-- Task to carry out --
Extract every line of the data below that contains the string "pole", treating uppercase and lowercase as different.

-- Input for this task --
▼
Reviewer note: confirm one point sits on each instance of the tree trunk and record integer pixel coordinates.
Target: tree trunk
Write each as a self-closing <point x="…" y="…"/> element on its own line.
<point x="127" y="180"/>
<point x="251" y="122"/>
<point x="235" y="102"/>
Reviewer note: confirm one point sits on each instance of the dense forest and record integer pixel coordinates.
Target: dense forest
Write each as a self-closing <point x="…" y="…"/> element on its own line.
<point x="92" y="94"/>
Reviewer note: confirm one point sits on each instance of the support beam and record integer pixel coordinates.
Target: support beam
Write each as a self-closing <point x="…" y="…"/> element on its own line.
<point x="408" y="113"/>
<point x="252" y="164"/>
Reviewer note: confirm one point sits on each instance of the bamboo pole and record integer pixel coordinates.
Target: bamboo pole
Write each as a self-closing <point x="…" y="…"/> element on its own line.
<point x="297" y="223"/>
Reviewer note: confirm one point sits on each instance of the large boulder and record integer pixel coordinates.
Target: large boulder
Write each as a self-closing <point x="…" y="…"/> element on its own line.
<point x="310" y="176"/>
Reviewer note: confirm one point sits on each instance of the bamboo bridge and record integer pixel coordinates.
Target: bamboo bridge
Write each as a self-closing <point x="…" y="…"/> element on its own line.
▲
▼
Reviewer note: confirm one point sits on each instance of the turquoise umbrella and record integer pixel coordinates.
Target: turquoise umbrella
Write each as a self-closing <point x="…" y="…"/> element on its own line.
▲
-- Final answer --
Reviewer note: confirm one point sits on each instance of the bamboo pole and record integer pixel coordinates.
Target: bamboo pole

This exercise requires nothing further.